**GOAL:** Put the lines below, from the first one through the line containing "column 904, row 590", into a Markdown table with the columns Number and Line, skipping any blank lines. Leave the pictures out of the table.

**INPUT MATERIAL:**

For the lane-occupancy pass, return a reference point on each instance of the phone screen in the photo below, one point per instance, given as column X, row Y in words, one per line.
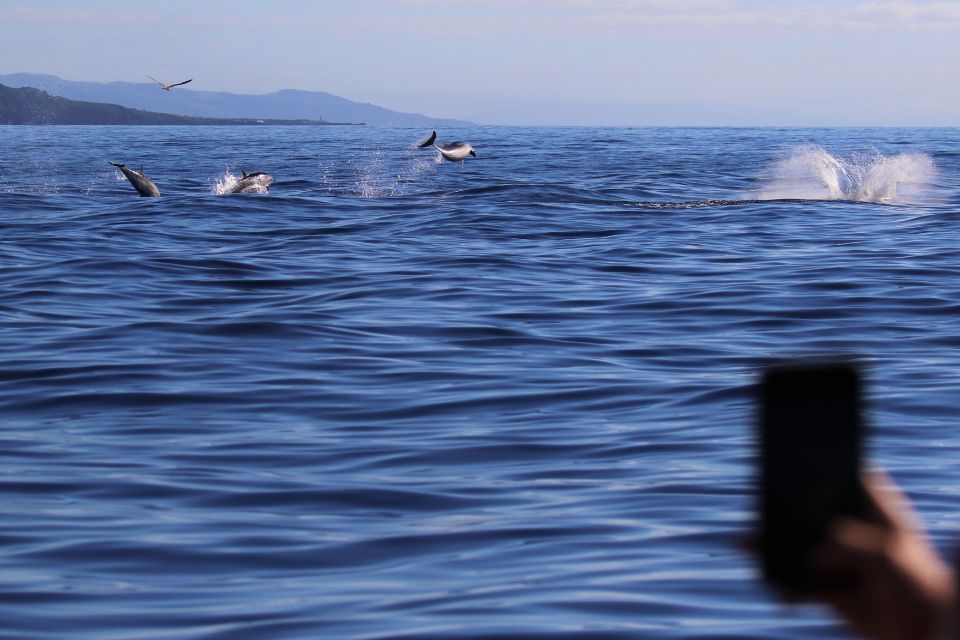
column 810, row 433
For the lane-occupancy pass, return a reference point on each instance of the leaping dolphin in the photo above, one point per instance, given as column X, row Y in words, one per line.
column 257, row 182
column 453, row 151
column 167, row 87
column 140, row 182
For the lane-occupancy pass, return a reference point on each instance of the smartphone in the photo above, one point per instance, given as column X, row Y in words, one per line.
column 811, row 432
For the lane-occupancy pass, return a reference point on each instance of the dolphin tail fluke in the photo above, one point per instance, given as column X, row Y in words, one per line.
column 429, row 141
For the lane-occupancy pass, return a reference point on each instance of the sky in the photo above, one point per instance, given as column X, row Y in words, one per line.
column 526, row 62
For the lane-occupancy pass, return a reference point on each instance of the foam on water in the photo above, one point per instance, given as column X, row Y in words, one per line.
column 813, row 173
column 225, row 183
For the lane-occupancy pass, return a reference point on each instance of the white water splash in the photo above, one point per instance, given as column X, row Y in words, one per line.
column 225, row 183
column 812, row 173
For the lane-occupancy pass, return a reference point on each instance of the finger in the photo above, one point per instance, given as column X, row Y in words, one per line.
column 852, row 546
column 889, row 504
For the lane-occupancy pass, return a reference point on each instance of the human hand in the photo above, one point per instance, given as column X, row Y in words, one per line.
column 904, row 590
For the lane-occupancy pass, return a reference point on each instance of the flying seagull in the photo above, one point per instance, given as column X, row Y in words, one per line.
column 167, row 87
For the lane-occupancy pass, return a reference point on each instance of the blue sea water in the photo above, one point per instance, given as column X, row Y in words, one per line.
column 399, row 398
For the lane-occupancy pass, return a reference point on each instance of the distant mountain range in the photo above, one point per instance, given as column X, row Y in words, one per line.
column 281, row 105
column 27, row 105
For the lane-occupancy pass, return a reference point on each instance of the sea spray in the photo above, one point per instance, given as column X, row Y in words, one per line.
column 812, row 173
column 225, row 183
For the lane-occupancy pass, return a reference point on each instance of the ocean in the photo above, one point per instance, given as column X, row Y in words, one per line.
column 400, row 398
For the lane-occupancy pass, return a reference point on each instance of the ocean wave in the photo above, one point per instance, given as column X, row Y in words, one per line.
column 811, row 172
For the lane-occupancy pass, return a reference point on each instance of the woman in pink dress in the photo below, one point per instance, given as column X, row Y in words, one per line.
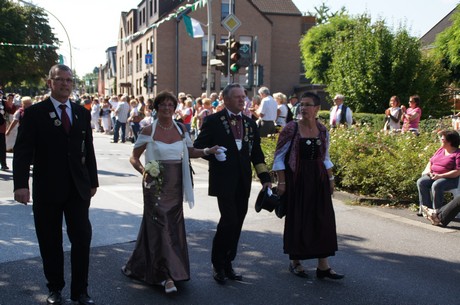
column 411, row 115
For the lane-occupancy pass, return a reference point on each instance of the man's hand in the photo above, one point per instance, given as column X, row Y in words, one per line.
column 22, row 195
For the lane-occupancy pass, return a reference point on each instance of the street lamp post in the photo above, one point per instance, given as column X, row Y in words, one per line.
column 68, row 38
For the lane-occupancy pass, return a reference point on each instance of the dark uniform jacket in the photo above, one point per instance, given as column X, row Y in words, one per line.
column 59, row 159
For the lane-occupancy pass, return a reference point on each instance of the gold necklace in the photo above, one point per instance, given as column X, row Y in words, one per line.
column 165, row 128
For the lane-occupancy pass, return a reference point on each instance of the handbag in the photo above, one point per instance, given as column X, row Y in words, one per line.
column 281, row 209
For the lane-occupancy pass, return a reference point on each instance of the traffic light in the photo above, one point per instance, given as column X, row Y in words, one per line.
column 146, row 80
column 221, row 61
column 249, row 76
column 234, row 56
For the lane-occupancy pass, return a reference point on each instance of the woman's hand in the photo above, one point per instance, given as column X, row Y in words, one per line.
column 281, row 189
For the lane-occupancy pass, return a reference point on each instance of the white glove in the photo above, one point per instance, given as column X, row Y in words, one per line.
column 221, row 156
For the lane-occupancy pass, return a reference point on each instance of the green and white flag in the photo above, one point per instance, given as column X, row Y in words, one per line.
column 193, row 27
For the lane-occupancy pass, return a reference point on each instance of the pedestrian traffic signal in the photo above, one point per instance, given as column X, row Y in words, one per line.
column 234, row 56
column 221, row 61
column 260, row 75
column 249, row 76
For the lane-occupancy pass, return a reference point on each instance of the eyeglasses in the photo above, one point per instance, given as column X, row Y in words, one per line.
column 164, row 106
column 63, row 80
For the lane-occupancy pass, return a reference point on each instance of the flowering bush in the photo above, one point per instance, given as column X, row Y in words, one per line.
column 153, row 175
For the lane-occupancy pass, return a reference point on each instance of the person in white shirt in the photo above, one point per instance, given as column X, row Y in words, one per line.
column 340, row 113
column 267, row 112
column 121, row 113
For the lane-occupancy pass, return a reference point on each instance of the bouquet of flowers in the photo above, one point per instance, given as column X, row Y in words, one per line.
column 153, row 175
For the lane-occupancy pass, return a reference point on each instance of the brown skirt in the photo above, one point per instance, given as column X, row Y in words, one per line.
column 161, row 246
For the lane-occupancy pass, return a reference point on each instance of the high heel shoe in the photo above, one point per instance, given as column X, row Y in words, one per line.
column 169, row 286
column 321, row 274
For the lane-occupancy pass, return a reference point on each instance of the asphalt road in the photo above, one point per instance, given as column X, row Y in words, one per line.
column 389, row 256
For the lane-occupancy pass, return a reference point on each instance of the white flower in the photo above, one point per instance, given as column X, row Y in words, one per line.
column 152, row 168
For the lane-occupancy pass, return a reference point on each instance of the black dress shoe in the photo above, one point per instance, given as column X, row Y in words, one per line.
column 54, row 297
column 84, row 299
column 231, row 274
column 219, row 275
column 321, row 274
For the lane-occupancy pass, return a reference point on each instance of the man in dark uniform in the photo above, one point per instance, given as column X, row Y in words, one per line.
column 56, row 137
column 230, row 179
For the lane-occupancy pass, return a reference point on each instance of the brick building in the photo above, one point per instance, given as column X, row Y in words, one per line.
column 271, row 28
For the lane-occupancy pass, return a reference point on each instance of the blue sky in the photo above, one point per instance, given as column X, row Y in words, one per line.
column 92, row 25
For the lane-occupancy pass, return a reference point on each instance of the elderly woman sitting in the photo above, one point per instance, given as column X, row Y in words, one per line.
column 441, row 173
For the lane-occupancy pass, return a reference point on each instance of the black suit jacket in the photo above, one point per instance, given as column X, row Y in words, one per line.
column 59, row 159
column 224, row 176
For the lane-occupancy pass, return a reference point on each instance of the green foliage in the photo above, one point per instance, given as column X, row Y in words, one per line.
column 447, row 48
column 24, row 25
column 317, row 47
column 374, row 164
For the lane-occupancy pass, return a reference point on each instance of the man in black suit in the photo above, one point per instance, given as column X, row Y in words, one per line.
column 230, row 179
column 55, row 136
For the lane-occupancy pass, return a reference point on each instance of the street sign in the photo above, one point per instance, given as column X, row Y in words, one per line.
column 231, row 23
column 148, row 59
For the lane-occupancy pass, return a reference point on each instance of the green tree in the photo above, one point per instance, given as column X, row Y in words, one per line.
column 368, row 63
column 447, row 48
column 318, row 45
column 23, row 25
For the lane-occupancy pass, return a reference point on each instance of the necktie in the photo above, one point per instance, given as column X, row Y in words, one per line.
column 235, row 123
column 65, row 118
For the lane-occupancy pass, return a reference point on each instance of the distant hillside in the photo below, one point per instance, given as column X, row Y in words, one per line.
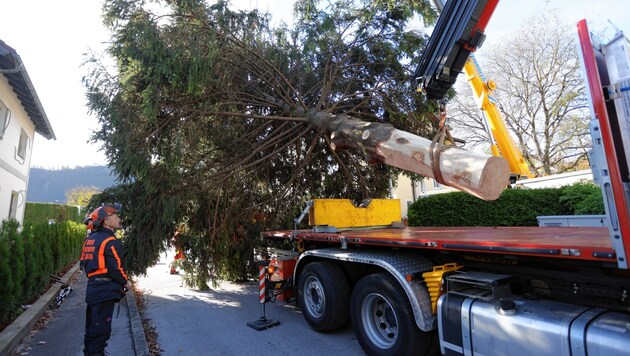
column 50, row 186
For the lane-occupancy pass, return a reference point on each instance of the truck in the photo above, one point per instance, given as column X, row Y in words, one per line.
column 473, row 290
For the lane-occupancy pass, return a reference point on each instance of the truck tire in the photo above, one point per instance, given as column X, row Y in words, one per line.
column 324, row 296
column 383, row 321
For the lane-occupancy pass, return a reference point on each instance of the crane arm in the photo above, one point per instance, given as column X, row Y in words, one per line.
column 459, row 32
column 502, row 145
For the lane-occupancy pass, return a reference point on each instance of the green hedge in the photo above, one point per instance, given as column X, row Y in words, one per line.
column 515, row 207
column 28, row 258
column 35, row 213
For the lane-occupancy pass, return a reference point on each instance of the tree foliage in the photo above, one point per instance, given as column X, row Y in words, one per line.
column 540, row 94
column 217, row 122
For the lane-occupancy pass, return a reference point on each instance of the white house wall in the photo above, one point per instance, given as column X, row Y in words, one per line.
column 14, row 171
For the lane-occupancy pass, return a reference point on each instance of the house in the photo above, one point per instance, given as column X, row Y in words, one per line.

**COMPLETE RESPONSE:**
| Number | Line |
|---|---|
| 1 | For the lane-occupancy pass, return a reference point on each instance of the phone screen in the photo below, one point per instance, given as column X, row Y in words, one per line. |
| 2 | column 810, row 433 |
| 3 | For the lane-occupancy pass, return a reference point on each instance of the leaping dolphin in the photo above, one point per instance, given as column X, row Y in words, one per line. |
| 4 | column 257, row 182 |
| 5 | column 453, row 151 |
| 6 | column 167, row 87 |
| 7 | column 140, row 182 |
| 8 | For the lane-occupancy pass, return a reference point on each instance of the smartphone in the photo above, one point per instance, given as column X, row Y in words, one per line. |
| 9 | column 811, row 432 |
| 10 | For the lane-occupancy pass, return a reference point on each instance of the dolphin tail fluke in the photo above, one point per instance, given as column X, row Y in words, one per line. |
| 11 | column 429, row 141 |
| 12 | For the lane-occupancy pass, return a reference point on each instance of the sky in the photo above, one point per instance, given as column X, row Y in words, one per line. |
| 13 | column 526, row 62 |
| 14 | For the lane-occupancy pass, return a reference point on each instance of the foam on water in the photo above, one point per instance, given as column X, row Y in words, one per line. |
| 15 | column 813, row 173 |
| 16 | column 225, row 183 |
| 17 | For the lane-occupancy pass, return a reference point on each instance of the white water splash in the photo above, one point per instance, given as column X, row Y in words, one per line. |
| 18 | column 225, row 183 |
| 19 | column 812, row 173 |
| 20 | For the lane-occupancy pass, return a reference point on each instance of the finger in the photo above, one point per instance, given as column X, row Y in words, one per line. |
| 21 | column 852, row 546 |
| 22 | column 889, row 504 |
| 23 | For the lane-occupancy pass, return a reference point on each instance of the human hand in the photo above, one point per instance, given as column X, row Y in words, one per line. |
| 24 | column 904, row 590 |